#### [DO THIS]
Rewrite in full the stretch of entries below from the line that contains "TARGET = carpeted floor" through the end of the entries. Keep every line, and raise each coordinate listed under POINTS by 69.

** START OF RECORDS FOR THE EXERCISE **

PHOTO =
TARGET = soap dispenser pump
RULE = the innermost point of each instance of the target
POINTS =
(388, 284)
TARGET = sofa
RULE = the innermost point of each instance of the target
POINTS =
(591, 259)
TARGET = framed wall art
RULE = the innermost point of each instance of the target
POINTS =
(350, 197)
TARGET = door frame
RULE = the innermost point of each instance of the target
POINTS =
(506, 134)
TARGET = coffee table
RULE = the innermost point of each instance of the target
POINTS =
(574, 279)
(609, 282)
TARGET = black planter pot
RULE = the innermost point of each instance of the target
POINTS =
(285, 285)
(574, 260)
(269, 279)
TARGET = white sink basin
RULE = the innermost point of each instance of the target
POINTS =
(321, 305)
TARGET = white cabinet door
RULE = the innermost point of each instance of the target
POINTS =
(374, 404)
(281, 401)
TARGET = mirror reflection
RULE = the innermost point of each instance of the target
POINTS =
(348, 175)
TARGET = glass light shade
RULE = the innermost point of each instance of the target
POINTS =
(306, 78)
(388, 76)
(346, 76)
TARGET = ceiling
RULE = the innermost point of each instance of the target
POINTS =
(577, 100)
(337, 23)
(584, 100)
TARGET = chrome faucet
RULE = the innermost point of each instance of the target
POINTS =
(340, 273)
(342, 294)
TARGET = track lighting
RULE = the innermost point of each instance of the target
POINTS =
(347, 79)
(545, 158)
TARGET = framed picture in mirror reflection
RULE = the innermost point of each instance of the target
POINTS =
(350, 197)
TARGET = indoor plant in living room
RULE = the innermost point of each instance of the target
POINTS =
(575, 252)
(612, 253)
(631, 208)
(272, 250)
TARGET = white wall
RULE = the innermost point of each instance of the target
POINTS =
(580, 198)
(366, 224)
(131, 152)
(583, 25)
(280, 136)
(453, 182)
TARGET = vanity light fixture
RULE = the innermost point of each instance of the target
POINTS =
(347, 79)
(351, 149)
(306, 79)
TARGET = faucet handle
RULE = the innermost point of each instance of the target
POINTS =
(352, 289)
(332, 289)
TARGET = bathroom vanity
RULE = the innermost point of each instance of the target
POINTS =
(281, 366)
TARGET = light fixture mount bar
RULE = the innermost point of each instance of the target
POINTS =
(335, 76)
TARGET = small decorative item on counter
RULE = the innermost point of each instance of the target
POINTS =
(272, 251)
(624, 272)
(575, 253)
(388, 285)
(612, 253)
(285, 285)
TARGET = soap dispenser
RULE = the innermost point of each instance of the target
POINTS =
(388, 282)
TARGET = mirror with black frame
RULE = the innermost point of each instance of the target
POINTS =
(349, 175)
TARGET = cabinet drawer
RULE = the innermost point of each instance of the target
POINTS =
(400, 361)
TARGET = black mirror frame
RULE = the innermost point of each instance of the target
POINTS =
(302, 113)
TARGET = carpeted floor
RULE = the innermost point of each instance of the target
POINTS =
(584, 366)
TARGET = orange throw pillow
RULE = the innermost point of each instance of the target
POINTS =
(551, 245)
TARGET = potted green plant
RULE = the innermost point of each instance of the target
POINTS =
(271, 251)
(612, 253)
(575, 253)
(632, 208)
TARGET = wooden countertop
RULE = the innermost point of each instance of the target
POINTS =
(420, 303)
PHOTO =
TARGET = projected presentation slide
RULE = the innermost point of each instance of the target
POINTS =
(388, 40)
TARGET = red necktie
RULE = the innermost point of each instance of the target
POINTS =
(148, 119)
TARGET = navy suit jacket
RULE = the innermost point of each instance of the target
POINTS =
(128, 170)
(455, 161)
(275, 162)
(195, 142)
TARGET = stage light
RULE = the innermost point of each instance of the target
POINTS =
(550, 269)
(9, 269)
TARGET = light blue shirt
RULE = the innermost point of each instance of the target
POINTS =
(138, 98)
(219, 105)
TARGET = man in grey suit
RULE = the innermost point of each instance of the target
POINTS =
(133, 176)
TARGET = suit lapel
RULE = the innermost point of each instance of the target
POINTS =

** END OF RECORDS FOR THE EXERCISE **

#### [WRITTEN RESPONSE]
TARGET = carpeted floor
RULE = the innermost point of each instance of the target
POINTS =
(653, 435)
TARGET = orange throw pillow
RULE = the innermost point of each instance of the target
POINTS =
(620, 314)
TARGET = potted green plant
RULE = the innermost point of each instance of the target
POINTS =
(340, 320)
(681, 322)
(644, 322)
(701, 277)
TARGET = wooden countertop
RULE = the innermost point of each instance of the target
POINTS =
(489, 372)
PHOTO =
TARGET = projected presentation slide
RULE = the innermost point of each instance of the target
POINTS =
(457, 109)
TARGET = red necktie
RULE = the innermost point of each instance of the target
POINTS =
(217, 188)
TARGET = navy suit jacket
RULE = the innermost point of each instance of the target
POINTS =
(197, 239)
(524, 230)
(344, 231)
(264, 211)
TARGET = stage light
RULE = the innermost point of each instance of the target
POINTS =
(619, 338)
(78, 338)
TARGET = light blue shirt
RULE = the innermost point of each instance of the target
POINTS =
(207, 167)
(288, 174)
TARGET = man in grey suit
RULE = the innermost point of each instance of the target
POINTS =
(202, 245)
TARGET = suit lapel
RULE = the innermost point of each instance of the target
POINTS =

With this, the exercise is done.